■ **INSTRUCTION A**: In the listing, rewrite the stretch from the line containing "Where can the yellow" through the end of the listing, changing "disc" to "circle" and leaving everything else the same.
---------- EXCERPTED TEXT ----------
Section 15 of the Act contains the important declaration that a conclusive presumption shall arise that the absent person died prior to the filing of the petition for administration or the probate of his or her will in case no person, within three years after the appointment and qualification of the personal representative, shall claim either to be the absent person, or to have succeeded to the rights of the absent person since the commencement of the seven-year period. Provision is made that after appropriate distribution, the estate shall be closed, the liability of distributees ended, and their bonds cancelled; and the liability of the representative to claimants also terminated.
The proviso is added that if the period of absence shall have exceeded fifteen years at the time of the filing of the petition for appointment of an administrator, the estate may be distributed and closed at the end of one year without a bond being given. Other provisions deal with áhares of apparent beneficiaries who have been absent for seven years. The Probate Court must determine all fact issues pertaining to the rights of such claimants. Broad appeals to the Circuit Court are allowed persons adversely affected by the orders of the Probate Court; and the Supreme Court is authorized to promulgate appropriate rules to regulate the practice in matters covered by the Act.
---------- RECORDS FOR THE TASK ----------
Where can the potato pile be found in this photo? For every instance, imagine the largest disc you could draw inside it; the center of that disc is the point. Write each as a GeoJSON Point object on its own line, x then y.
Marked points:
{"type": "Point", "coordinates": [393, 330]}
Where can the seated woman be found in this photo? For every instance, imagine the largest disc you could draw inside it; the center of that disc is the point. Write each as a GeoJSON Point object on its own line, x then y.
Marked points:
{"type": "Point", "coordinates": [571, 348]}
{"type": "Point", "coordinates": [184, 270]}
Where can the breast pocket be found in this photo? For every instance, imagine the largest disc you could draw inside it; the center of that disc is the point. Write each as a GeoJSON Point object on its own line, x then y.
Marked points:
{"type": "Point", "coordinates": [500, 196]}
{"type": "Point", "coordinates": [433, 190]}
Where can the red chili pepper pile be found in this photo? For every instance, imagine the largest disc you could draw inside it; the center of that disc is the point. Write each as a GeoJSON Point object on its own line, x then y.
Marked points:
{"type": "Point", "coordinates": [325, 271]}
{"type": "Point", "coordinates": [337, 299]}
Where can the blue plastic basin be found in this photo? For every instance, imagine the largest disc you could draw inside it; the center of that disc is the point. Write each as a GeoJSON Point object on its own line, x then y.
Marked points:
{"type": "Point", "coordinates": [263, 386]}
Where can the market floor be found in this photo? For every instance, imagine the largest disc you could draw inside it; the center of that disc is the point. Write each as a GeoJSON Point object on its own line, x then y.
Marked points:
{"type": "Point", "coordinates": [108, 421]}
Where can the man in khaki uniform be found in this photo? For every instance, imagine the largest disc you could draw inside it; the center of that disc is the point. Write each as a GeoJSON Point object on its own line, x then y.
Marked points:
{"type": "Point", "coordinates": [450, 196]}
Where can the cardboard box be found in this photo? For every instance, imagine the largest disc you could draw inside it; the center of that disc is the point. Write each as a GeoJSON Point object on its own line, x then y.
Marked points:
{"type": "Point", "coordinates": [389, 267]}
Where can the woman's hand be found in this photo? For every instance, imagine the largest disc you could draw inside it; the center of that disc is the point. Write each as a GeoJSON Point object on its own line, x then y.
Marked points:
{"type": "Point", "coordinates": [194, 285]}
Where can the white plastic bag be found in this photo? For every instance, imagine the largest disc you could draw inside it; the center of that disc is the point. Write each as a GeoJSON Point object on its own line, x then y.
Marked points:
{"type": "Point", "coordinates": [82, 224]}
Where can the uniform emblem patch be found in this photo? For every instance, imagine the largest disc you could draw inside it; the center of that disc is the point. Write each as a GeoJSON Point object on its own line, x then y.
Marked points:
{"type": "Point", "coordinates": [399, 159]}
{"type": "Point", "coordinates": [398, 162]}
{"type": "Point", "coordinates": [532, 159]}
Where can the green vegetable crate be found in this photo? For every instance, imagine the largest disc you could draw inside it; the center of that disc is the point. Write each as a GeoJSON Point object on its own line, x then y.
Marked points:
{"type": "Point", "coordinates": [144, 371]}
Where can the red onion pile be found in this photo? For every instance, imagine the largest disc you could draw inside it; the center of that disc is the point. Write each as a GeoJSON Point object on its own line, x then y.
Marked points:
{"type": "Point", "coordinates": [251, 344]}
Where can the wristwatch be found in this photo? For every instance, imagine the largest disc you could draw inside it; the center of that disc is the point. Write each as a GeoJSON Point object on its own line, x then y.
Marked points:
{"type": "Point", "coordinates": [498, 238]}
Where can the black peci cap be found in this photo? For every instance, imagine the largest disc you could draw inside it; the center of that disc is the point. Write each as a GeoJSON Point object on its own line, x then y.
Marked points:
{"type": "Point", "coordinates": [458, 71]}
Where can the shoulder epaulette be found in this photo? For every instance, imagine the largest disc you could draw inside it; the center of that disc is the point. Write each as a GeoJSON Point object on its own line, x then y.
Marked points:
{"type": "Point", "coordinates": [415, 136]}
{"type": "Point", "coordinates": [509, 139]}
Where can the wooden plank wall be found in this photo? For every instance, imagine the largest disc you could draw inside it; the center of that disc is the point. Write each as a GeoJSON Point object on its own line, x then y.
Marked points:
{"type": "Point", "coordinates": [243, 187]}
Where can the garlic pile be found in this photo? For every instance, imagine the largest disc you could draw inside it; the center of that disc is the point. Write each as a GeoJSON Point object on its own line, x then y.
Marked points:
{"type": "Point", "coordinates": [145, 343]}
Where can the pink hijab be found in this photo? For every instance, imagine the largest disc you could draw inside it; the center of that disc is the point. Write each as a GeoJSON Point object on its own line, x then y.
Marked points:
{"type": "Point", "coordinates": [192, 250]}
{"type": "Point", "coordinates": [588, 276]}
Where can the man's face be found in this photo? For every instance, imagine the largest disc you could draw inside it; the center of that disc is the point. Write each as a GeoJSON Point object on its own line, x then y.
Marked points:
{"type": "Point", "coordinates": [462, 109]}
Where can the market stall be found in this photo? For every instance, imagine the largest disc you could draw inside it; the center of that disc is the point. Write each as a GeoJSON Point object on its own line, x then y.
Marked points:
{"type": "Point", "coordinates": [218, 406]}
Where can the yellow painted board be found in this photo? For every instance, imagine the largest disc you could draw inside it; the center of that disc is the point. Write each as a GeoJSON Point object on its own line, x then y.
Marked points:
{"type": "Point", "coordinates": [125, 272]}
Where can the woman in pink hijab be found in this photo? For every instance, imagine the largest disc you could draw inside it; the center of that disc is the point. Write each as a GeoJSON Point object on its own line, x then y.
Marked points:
----------
■ **INSTRUCTION B**: Name every court mentioned in the text on absent persons' estates.

■ **RESPONSE A**:
Where can the yellow painted board be found in this photo? For every instance, imagine the largest circle you could draw inside it; the center of that circle is the point. Write each as a GeoJSON Point object on its own line, x then y.
Marked points:
{"type": "Point", "coordinates": [125, 272]}
Where can the woman in pink hijab be found in this photo? For every instance, imagine the largest circle you could draw inside it; the center of that circle is the point. Write each as a GeoJSON Point object on its own line, x then y.
Marked points:

■ **RESPONSE B**: Probate Court, Circuit Court, Supreme Court